![Hoffman Portrait Clara C. Hoffman, ca. 1900. [Nineteenth Annual Meeting of the Woman's Christian Temperance Union of the State of Missouri, 1901, p. 16a. SHS REF F537.1 W84 v. 19]](https://historicmissourians.shsmo.org/wp-content/uploads/2024/09/Hoffman-Portrait-300x350.jpg)
Clara C. Hoffman
Introduction
Clara C. Hoffman was an educator, suffragist, and social reformer from Kansas City. Hoffman served as president of the Woman’s Christian Temperance Union of Missouri for nearly twenty-five years and promoted causes such as temperance, women’s voting rights, better working conditions, and educational reform.
Early Life
Clara Cleghorn Hoffman was born on January 18, 1831, in De Kalb, New York, to Humphrey Cleghorn and Olive Burnham. Growing up on a farm in northern New York near the Canadian border, she noted later in life that her father had been an abolitionist who helped escaped slaves reach freedom on the Underground Railroad. She attended schools in New York and Massachusetts before moving with her family to Keokuk, Iowa.
After moving to Keokuk, she decided to dedicate her life to education. Teaching was one of the few professions in which women could work during the nineteenth century. At first she taught in Keokuk schools, but in 1861 she moved to Columbia, Illinois, to teach there. In Columbia, she met Goswin Hoffman, a German-born doctor. They married in 1861 and had two children, Harry and Guy. In 1869, the Hoffmans moved to Warrensburg, Missouri. Their time in Warrensburg was brief as two years later, in 1871, they moved to Kansas City. In Kansas City, Clara Hoffman worked as a schoolteacher, eventually becoming principal of Lathrop School, a position she held for ten years.

GIVEN INFORMATION:

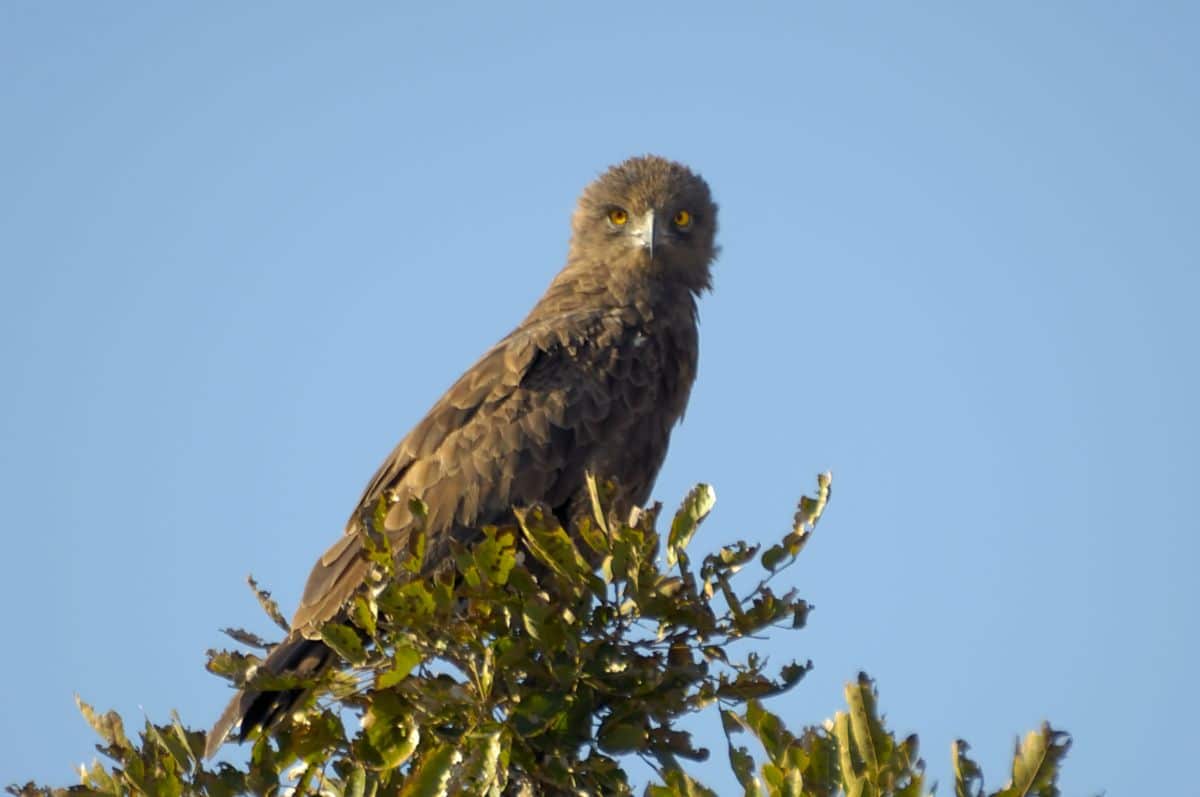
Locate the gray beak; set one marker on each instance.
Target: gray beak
(643, 232)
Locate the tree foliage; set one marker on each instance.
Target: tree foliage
(521, 667)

REQUEST 1: In the Clara C. Hoffman biography, whom did she marry in Columbia, Illinois?
REQUEST 2: Carry on the Clara C. Hoffman biography, picking up after its final sentence.

RESPONSE 1: Goswin Hoffman, a German-born doctor.

RESPONSE 2:
Woman's Christian Temperance Union
In 1882, Hoffman left Lathrop School to join the Woman’s Christian Temperance Union (WCTU). Founded in 1874, the organization, led by Frances Willard, took part in reform movements throughout the late nineteenth and early to mid-twentieth centuries, particularly women’s rights and temperance. Temperance was a social movement that urged people not to sell or drink alcohol, believing that it led to behavior that hurt families.
Devoted to a “Do Everything” policy promoted by Willard, WCTU members wore white ribbons to show their support for temperance and other social programs such as child welfare, women’s voting rights, better conditions for workers, more health care for women having children, and minimum wage laws. Hoffman was elected president of the Missouri WCTU, which was established in the state in the early 1880s.
As president from 1882 to 1901, she led the Missouri WCTU’s efforts to get the state to add a temperance amendment to its constitution and pass new laws regarding women’s voting rights and requiring that all children attend school. While these campaigns were unsuccessful at the time, the WCTU’s efforts did lead to laws regulating saloons and allowing counties and towns to vote on whether to ban alcohol. Later, in 1919, Missouri ratified two key amendments to the US Constitution: the Eighteenth Amendment, which outlawed alcohol, and the Nineteenth Amendment, which granted women the right to vote.
Missouri's "Great Heart"
Clara Hoffman’s quick rise to the top of the Missouri WCTU mirrored a similar movement through the national WCTU. During the late nineteenth century, she served as the group’s national secretary and worked closely with Frances Willard, as well as Willard’s successor, Lillian M. N. Stevens, to spread the organization around the globe. In 1895, she was appointed as a delegate to the World’s Convention of the WCTU in London.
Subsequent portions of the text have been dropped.